• _Task description_
Your answer should consist of the lines in the following data that contain "below".

• _Given information_
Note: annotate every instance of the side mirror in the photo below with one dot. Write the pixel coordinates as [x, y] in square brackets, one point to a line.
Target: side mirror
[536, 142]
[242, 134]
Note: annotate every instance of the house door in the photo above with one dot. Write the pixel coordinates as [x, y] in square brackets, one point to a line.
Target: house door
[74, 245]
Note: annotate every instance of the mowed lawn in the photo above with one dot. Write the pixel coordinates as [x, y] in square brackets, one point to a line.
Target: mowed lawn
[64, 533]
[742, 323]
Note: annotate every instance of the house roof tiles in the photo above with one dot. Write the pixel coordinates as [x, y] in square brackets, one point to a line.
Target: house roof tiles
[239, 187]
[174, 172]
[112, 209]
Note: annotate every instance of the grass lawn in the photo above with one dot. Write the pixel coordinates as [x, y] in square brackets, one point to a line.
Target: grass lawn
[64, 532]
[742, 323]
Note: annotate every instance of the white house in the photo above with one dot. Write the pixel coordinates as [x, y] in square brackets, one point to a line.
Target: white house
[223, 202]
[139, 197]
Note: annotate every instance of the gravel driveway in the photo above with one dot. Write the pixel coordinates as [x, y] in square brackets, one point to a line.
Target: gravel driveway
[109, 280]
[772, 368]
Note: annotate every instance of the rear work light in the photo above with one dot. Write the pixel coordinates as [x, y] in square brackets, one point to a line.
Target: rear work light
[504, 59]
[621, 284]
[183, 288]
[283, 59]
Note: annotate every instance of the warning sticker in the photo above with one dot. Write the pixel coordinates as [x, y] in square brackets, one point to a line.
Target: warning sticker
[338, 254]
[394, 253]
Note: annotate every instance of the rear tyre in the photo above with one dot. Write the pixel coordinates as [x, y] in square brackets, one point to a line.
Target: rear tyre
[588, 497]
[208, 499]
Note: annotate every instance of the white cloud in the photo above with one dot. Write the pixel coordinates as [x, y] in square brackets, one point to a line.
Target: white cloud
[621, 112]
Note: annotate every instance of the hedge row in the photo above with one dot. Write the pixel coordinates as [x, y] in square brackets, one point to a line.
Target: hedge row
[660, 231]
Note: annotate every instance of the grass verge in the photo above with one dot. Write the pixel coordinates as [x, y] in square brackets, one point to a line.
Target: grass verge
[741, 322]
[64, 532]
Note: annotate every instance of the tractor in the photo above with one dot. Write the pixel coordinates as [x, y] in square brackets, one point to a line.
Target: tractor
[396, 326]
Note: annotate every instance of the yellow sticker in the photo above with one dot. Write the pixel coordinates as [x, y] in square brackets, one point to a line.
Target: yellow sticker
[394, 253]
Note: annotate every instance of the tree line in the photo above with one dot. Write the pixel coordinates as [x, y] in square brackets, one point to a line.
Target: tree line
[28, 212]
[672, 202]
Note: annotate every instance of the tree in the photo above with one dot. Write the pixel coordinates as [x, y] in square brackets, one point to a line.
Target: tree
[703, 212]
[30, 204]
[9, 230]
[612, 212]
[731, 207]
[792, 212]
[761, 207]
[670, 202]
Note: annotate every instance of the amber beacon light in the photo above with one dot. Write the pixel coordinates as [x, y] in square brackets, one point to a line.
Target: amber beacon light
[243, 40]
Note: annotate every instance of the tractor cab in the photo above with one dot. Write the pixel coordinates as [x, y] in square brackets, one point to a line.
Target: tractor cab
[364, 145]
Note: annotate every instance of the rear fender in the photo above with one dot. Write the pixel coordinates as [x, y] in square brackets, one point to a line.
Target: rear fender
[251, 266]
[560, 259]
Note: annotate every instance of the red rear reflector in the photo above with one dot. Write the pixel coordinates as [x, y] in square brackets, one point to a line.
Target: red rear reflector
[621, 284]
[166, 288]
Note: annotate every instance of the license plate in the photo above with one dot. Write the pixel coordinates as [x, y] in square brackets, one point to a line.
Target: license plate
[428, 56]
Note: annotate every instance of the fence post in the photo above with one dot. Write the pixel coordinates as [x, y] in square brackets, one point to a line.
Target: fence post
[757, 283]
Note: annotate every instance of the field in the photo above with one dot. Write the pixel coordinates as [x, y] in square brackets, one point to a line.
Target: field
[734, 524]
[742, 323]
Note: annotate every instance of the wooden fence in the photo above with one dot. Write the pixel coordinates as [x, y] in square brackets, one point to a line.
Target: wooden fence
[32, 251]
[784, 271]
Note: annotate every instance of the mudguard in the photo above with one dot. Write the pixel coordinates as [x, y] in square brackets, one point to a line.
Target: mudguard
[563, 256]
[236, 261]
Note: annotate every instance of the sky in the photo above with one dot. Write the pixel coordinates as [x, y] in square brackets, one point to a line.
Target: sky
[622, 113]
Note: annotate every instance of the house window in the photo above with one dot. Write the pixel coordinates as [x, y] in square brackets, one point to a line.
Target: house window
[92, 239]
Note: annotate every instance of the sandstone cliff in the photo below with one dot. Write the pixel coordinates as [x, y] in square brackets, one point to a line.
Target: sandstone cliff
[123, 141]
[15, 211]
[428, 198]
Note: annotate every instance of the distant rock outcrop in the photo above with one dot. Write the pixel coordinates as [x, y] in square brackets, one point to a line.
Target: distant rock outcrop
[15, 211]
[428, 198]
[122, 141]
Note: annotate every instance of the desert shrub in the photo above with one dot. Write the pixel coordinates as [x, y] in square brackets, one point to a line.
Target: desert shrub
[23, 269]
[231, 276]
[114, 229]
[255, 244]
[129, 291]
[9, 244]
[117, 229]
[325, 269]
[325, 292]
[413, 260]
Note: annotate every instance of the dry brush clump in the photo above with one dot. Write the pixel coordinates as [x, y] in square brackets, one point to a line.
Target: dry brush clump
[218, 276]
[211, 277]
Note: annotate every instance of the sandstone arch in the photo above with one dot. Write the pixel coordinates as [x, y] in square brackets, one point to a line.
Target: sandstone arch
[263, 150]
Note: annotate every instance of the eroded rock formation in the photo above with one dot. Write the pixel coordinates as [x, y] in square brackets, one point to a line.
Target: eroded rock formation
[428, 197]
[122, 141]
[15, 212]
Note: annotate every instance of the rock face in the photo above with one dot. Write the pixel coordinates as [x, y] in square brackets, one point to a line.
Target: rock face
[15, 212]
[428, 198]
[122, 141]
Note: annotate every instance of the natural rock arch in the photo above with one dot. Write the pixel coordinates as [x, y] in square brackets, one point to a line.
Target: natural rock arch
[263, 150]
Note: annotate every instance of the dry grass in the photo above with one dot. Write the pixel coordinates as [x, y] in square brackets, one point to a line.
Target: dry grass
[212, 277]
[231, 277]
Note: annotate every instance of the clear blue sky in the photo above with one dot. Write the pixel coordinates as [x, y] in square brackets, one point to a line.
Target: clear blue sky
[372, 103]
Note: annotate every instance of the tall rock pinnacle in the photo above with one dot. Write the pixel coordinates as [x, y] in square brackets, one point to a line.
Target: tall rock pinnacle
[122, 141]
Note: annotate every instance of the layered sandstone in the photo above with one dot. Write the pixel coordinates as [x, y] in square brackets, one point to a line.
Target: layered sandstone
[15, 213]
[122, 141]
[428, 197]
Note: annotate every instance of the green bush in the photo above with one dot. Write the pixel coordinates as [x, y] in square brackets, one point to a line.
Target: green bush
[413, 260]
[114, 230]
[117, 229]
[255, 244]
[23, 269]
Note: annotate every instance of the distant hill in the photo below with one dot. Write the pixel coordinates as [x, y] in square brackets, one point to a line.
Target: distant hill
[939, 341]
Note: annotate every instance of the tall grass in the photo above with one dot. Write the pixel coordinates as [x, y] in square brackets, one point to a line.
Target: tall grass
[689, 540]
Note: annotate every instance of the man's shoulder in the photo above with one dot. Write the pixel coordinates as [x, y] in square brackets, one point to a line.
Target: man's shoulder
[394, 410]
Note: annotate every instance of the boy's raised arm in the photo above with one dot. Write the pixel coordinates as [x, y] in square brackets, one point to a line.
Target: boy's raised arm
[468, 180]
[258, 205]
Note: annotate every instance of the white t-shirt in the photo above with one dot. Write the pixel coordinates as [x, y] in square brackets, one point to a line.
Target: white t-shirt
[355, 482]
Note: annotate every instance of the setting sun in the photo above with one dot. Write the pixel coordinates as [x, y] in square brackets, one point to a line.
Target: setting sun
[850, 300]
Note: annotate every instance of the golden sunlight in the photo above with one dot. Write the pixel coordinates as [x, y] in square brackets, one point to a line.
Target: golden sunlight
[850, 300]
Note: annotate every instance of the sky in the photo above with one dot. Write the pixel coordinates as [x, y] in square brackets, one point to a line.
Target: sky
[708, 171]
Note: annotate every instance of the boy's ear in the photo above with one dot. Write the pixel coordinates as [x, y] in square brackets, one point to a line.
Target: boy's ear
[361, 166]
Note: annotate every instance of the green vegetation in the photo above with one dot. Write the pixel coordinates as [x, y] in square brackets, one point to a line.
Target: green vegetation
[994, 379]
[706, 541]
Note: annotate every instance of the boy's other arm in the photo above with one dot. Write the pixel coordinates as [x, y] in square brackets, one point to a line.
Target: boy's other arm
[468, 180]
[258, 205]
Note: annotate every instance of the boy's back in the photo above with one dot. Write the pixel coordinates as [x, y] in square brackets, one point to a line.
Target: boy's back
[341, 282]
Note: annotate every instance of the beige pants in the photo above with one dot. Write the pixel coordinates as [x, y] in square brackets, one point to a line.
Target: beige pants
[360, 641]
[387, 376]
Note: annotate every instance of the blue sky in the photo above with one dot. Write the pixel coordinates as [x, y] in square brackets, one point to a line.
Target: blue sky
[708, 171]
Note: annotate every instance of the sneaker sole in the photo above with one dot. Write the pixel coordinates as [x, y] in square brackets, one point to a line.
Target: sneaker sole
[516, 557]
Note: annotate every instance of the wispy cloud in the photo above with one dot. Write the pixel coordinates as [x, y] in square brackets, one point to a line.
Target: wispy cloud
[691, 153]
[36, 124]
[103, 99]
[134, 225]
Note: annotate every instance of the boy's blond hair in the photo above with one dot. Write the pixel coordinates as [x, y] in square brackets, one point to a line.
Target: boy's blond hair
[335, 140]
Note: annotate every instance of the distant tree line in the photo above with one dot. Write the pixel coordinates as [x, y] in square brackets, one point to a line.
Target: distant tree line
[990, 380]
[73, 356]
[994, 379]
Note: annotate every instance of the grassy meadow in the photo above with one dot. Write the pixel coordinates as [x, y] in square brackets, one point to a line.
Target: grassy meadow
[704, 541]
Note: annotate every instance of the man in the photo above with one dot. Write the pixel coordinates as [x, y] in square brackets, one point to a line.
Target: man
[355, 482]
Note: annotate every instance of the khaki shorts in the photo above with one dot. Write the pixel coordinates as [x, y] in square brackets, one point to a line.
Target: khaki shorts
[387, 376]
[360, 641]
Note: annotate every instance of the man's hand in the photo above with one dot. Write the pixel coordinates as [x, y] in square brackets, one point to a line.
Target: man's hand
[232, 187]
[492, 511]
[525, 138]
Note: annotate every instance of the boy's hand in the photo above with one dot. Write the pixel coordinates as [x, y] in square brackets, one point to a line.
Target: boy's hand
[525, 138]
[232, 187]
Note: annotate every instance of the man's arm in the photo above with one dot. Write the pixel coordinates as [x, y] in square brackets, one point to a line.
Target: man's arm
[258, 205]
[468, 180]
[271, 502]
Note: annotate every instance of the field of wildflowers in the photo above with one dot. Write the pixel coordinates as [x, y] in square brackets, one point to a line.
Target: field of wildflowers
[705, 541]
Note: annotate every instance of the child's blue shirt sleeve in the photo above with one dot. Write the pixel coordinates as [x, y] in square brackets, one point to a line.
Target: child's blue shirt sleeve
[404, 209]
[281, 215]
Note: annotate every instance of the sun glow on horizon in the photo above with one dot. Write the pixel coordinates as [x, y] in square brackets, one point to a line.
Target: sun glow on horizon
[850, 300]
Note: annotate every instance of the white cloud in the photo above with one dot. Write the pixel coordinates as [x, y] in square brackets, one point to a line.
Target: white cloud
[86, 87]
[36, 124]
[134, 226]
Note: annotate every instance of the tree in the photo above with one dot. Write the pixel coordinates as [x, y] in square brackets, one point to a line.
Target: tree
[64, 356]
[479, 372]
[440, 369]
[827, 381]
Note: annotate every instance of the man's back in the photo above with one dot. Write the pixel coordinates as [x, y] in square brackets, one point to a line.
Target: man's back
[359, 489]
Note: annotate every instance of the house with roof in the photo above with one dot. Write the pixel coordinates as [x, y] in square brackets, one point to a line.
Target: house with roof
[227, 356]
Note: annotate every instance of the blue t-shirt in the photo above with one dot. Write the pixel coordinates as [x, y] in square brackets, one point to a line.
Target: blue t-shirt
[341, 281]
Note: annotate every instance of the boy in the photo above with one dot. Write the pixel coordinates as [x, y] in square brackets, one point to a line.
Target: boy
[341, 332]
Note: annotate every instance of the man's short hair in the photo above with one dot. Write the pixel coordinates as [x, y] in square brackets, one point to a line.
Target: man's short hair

• _Response area_
Note: annotate every instance of the side mirror in the photo below with one dot. Write the pixel coordinates as [x, y] in square brackets, one point to a line.
Note: annotate every instance of the sandstone cliff in the photo below with one dot. Write the pixel coordinates as [x, y] in square brackets, one point to a line.
Note: annotate every instance of the distant hill in the photo below with one dot. Write the pixel coordinates as [x, y] in square brackets, one point to a line.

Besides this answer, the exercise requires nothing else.